#### Given text:

★ ★ ★ ★

Type: Package
Title: Sparse Principal Component Analysis with Multiple Principal Components
Version: 0.1.0
Date: 2025-12-02
Description: Implements an algorithm for computing multiple sparse principal components of a dataset. The method is based on Cory-Wright and Pauphilet "Sparse PCA with Multiple Principal Components" (2022) <doi:10.48550/arXiv.2209.14790>. The algorithm uses an iterative deflation heuristic with a truncated power method applied at each iteration to compute sparse principal components with controlled sparsity.
License: MIT + file LICENSE
Imports: Rcpp (≥ 1.0.11)
LinkingTo: Rcpp, RcppEigen
RoxygenNote: 7.3.3
Encoding: UTF-8
NeedsCompilation: yes
Packaged: 2025-12-02 21:29:55 UTC; jeanpauphilet
Author: Ryan Cory-Wright ORCID iD [aut, cph], Jean Pauphilet ORCID iD [aut, cre, cph]
Maintainer: Jean Pauphilet <jpauphilet@london.edu>
Repository: CRAN
Date/Publication: 2025-12-09 08:50:02 UTC

Fraction of variance explained

Description

Computes the fraction of variance explained (variance explained normalized by the trace of the covariance/correlation matrix) by a set of PCs.

Usage

fraction_variance_explained(C, U)

Arguments

C

A matrix. The correlation or covariance matrix (p x p).

U

A matrix. The matrix containing the r PCs (p x r).

Value

A float.

Examples

library(datasets)
TestMat <- cor(datasets::mtcars)
mspcares <- mspca(TestMat, 2, c(4,4))
fraction_variance_explained(TestMat, mspcares$x_best)

Fraction of variance explained per PC

Description

Computes the fraction of variance explained (variance explained normalized by the trace of the covariance/correlation matrix) by each PC.

Usage

fraction_variance_explained_perPC(C, U)

Arguments

C

A matrix. The correlation or covariance matrix (p x p).

U

A matrix. The matrix containing the r PCs (p x r).

Value

An array.


Multiple Sparse PCA

Description

Returns multiple sparse principal component of a matrix using an iterative deflation heuristic.

Usage

mspca(
  Sigma,
  r,
  ks,
  maxIter = 200L,
  verbose = TRUE,
  violationTolerance = 1e-04,
  stallingTolerance = 1e-08,
  maxIterTPW = 200L,
  timeLimitTPW = 20L
)

Arguments

Sigma

A matrix. The correlation or covariance matrix, whose sparse PCs will be computed.

★ ★ ★ ★

#### Short task:
Decide whether each statement agrees with the sparse PCA documentation, answering yes or no and quoting the words of the documentation that settle it. 1. The function fraction_variance_explained returns an array. 2. In mspca, maxIter defaults to 200. 3. The package is released under the GPL license.

★ ★ ★ ★

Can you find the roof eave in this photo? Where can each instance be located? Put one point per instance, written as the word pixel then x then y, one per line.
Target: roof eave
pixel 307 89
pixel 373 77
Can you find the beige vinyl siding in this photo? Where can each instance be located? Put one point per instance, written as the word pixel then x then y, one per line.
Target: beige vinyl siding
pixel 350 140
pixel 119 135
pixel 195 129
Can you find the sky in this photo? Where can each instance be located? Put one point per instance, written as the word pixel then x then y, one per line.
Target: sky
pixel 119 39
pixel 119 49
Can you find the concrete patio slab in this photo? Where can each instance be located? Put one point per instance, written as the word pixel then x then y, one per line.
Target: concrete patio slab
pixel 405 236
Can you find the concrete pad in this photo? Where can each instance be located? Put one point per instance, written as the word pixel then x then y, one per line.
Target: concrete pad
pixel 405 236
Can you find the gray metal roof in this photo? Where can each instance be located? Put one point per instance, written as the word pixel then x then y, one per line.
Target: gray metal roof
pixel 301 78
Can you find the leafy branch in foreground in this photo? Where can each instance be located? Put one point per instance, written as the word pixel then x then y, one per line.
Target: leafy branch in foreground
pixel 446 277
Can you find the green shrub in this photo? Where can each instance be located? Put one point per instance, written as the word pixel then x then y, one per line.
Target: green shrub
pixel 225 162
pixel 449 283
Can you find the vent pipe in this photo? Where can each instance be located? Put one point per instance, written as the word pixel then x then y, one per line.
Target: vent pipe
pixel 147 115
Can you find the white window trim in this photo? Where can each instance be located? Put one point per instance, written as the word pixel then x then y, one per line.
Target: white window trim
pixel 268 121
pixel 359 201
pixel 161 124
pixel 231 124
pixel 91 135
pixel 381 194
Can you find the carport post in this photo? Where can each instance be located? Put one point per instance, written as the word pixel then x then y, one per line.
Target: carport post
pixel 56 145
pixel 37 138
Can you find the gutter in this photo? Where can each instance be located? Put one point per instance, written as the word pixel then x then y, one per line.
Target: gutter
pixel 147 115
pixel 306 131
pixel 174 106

★ ★ ★ ★

#### The solution:
1. No: "A float."
2. Yes: "maxIter = 200L"
3. No: "License: MIT + file LICENSE"